PROBLEM DETAILS: Rewrite the items below, changing "white cloud" to "gray cloud" and keeping every other character the same.

PROVIDED RECORDS:
++++++++++++++++++++

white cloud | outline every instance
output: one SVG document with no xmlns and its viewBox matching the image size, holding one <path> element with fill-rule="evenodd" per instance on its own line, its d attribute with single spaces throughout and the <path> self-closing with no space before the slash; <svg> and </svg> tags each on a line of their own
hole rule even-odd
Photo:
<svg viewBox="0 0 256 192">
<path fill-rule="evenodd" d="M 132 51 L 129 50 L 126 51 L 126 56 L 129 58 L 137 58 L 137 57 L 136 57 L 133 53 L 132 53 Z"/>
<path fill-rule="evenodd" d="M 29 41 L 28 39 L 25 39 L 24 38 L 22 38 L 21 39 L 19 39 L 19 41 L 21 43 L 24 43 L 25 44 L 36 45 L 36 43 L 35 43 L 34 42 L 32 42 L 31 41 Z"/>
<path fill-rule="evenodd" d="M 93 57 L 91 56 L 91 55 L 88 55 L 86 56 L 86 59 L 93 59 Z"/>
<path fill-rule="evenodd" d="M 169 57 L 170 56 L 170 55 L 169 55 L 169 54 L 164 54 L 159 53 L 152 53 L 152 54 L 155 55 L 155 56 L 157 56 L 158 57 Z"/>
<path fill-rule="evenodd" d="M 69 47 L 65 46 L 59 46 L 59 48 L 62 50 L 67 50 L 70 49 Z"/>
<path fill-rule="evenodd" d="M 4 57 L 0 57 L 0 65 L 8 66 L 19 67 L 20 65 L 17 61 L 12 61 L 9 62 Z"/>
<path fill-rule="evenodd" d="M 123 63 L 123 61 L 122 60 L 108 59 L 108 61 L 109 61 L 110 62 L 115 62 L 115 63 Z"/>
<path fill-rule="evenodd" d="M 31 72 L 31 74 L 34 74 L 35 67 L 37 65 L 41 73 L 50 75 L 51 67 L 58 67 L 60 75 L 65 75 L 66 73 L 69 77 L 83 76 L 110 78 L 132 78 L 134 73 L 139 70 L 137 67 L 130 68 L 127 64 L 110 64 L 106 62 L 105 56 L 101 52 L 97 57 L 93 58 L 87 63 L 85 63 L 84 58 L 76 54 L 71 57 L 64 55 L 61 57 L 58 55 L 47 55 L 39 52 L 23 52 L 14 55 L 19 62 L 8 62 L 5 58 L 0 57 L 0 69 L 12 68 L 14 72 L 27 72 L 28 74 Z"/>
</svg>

++++++++++++++++++++

TASK RESULT:
gray cloud | outline every instance
output: one SVG document with no xmlns and its viewBox matching the image size, holding one <path> element with fill-rule="evenodd" per instance on its own line, its d attribute with single spaces throughout and the <path> self-closing with no space before the slash; <svg> and </svg> tags each on a line of their own
hole rule even-odd
Photo:
<svg viewBox="0 0 256 192">
<path fill-rule="evenodd" d="M 132 51 L 129 50 L 126 51 L 126 56 L 129 58 L 137 58 L 137 57 L 136 57 L 133 53 L 132 53 Z"/>
<path fill-rule="evenodd" d="M 29 41 L 28 39 L 25 39 L 24 38 L 22 38 L 21 39 L 19 39 L 19 41 L 21 43 L 24 43 L 25 44 L 36 45 L 36 43 L 35 43 L 34 42 L 32 42 L 31 41 Z"/>
<path fill-rule="evenodd" d="M 93 57 L 91 56 L 91 55 L 88 55 L 86 56 L 86 59 L 93 59 Z"/>
<path fill-rule="evenodd" d="M 169 57 L 170 56 L 170 55 L 169 55 L 169 54 L 164 54 L 159 53 L 152 53 L 152 54 L 155 55 L 155 56 L 157 56 L 158 57 Z"/>
<path fill-rule="evenodd" d="M 69 47 L 65 46 L 59 46 L 59 48 L 62 50 L 67 50 L 70 49 Z"/>
<path fill-rule="evenodd" d="M 4 57 L 0 57 L 0 65 L 8 66 L 19 67 L 20 65 L 17 61 L 12 61 L 9 62 Z"/>
<path fill-rule="evenodd" d="M 123 63 L 123 61 L 122 60 L 108 59 L 108 61 L 109 61 L 110 62 L 115 62 L 115 63 Z"/>
<path fill-rule="evenodd" d="M 31 72 L 31 74 L 34 74 L 35 67 L 37 65 L 41 73 L 50 75 L 51 67 L 58 67 L 60 75 L 65 75 L 66 73 L 69 77 L 83 76 L 110 78 L 132 78 L 134 73 L 139 70 L 137 67 L 130 68 L 127 64 L 110 64 L 106 62 L 105 56 L 101 52 L 97 57 L 93 58 L 87 63 L 85 63 L 84 58 L 76 54 L 71 57 L 64 55 L 61 57 L 58 55 L 47 55 L 39 52 L 23 52 L 14 55 L 19 62 L 8 62 L 5 58 L 0 57 L 0 69 L 12 68 L 14 72 L 27 72 L 28 74 Z"/>
</svg>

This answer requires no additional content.